# QUESTIONS ON THE MATERIAL
(a) In the health insurance study provision, rewrite the stretch from "Section 8. The" through "systems, have on plan premiums.", replacing "study" with "review".
(b) According to the health insurance study provision, by what date must the findings be reported?
(c) List every official to whom the health insurance study provision says the findings must be reported.

[[ EXERCISE PASSAGE open ]]

Section 8. The Personnel Cabinet and the Cabinet for Health and Family Services
shall conduct a study of adverse selection in the Public Employee Health Insurance
Program and report the findings to the President of the Senate, speaker of the House, and
the Director of the Legislative Research Commission by October 1, 2007. The study shall
focus on issues relating to premiums and funding of premiums in the program.
Specifically, the shall address the following:
(a) The impact that agencies, who insure their employees outside the program but
whose retirees are covered by plans offered by the program through one of the state
administered retirement systems, have on plan premiums.
(b) The impact that employees, who waive coverage under the program and receive
flexible spending account payments, have on plan premiums.
(c) The impact on the employer contribution rate for the County Employees Retirement
System, if the portion contributed for payment of retiree premiums is separately
determined for school board employers and non-school board employers beginning
with the July 2006 actuarial report compiled by Kentucky Retirement Systems.

[[ EXERCISE PASSAGE closed ]]
[[ ENTRIES SUPPLIED open ]]

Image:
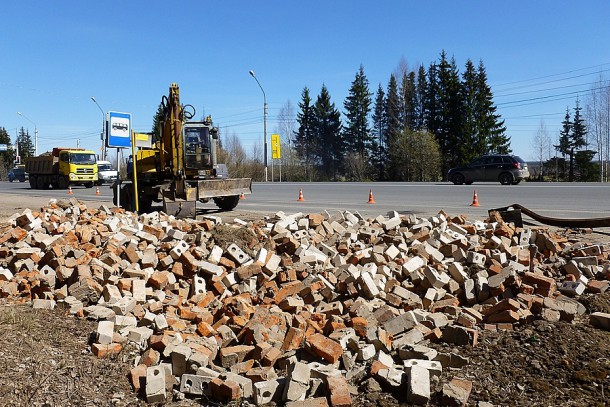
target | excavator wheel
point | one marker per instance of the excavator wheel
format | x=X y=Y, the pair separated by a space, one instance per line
x=227 y=203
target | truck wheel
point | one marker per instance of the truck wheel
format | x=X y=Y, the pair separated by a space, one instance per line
x=41 y=183
x=227 y=203
x=63 y=183
x=144 y=205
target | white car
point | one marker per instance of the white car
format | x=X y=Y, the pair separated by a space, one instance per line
x=106 y=174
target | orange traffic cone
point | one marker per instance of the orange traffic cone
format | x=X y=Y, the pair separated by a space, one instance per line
x=371 y=199
x=475 y=199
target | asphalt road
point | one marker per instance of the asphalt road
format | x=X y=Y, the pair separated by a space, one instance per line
x=579 y=200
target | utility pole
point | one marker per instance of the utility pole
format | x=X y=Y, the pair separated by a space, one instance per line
x=103 y=128
x=264 y=120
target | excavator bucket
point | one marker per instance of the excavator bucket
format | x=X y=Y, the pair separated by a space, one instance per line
x=214 y=188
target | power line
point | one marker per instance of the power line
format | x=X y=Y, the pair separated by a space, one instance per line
x=557 y=74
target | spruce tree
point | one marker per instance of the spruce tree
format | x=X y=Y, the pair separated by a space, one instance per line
x=473 y=144
x=432 y=112
x=420 y=98
x=26 y=146
x=451 y=109
x=578 y=140
x=490 y=124
x=330 y=146
x=357 y=134
x=393 y=127
x=407 y=101
x=304 y=140
x=378 y=132
x=564 y=137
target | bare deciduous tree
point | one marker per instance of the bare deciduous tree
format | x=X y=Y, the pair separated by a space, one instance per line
x=541 y=142
x=597 y=115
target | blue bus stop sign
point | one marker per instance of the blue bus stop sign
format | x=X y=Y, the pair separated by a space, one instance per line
x=119 y=130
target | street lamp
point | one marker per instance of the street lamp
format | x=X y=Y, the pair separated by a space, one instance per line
x=35 y=133
x=103 y=127
x=264 y=119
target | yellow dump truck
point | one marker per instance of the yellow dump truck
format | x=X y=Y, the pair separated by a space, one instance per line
x=62 y=167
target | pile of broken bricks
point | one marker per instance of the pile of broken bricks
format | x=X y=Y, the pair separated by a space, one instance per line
x=312 y=307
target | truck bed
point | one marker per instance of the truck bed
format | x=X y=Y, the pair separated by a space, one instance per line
x=42 y=165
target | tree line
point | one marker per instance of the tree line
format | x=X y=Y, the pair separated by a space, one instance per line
x=8 y=158
x=414 y=129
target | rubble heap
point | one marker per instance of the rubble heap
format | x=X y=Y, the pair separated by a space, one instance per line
x=297 y=306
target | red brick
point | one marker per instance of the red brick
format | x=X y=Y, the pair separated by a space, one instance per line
x=325 y=348
x=226 y=390
x=137 y=376
x=104 y=351
x=294 y=339
x=507 y=316
x=339 y=391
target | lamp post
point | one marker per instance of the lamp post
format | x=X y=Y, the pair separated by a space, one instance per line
x=35 y=133
x=103 y=127
x=264 y=120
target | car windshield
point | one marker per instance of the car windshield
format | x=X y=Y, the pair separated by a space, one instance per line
x=82 y=158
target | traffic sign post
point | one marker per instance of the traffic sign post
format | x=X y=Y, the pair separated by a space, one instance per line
x=276 y=153
x=118 y=130
x=118 y=134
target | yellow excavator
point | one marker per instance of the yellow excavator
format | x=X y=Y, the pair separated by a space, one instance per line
x=180 y=167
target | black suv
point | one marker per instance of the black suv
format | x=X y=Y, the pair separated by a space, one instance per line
x=504 y=168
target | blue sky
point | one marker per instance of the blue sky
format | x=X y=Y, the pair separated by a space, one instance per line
x=56 y=55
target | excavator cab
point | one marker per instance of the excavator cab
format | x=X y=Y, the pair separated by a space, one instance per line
x=197 y=150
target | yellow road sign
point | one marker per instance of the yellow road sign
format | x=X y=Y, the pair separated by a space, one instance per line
x=275 y=146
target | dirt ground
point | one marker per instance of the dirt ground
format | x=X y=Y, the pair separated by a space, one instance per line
x=45 y=358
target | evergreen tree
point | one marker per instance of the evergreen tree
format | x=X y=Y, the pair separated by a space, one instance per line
x=378 y=132
x=431 y=105
x=564 y=136
x=451 y=109
x=304 y=140
x=420 y=98
x=393 y=128
x=473 y=144
x=357 y=135
x=577 y=140
x=407 y=101
x=572 y=138
x=490 y=125
x=328 y=135
x=26 y=147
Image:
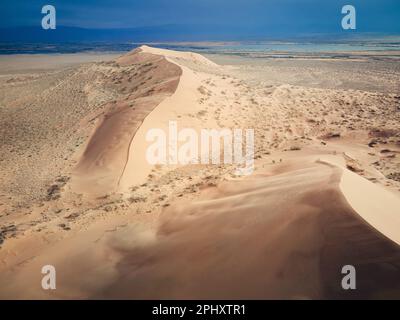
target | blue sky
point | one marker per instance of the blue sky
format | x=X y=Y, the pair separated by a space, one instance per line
x=308 y=16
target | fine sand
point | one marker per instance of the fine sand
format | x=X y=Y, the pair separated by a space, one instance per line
x=77 y=192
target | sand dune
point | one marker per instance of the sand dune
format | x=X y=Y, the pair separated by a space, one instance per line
x=325 y=192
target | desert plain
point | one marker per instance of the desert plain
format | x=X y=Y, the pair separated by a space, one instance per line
x=77 y=193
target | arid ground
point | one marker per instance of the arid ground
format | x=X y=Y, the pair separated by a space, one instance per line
x=76 y=191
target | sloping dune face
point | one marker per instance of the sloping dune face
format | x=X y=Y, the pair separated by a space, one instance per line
x=149 y=81
x=285 y=235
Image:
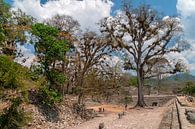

[[ ENTRIES SUPPLIED closed ]]

# EXPECTED RESPONSES
(a)
Section 8. The Personnel Cabinet and the Cabinet for Health and Family Services
shall conduct a review of adverse selection in the Public Employee Health Insurance
Program and report the findings to the President of the Senate, speaker of the House, and
the Director of the Legislative Research Commission by October 1, 2007. The review shall
focus on issues relating to premiums and funding of premiums in the program.
Specifically, the shall address the following:
(a) The impact that agencies, who insure their employees outside the program but
whose retirees are covered by plans offered by the program through one of the state
administered retirement systems, have on plan premiums.

(b) October 1, 2007

(c)
- The President of the Senate
- The speaker of the House
- The Director of the Legislative Research Commission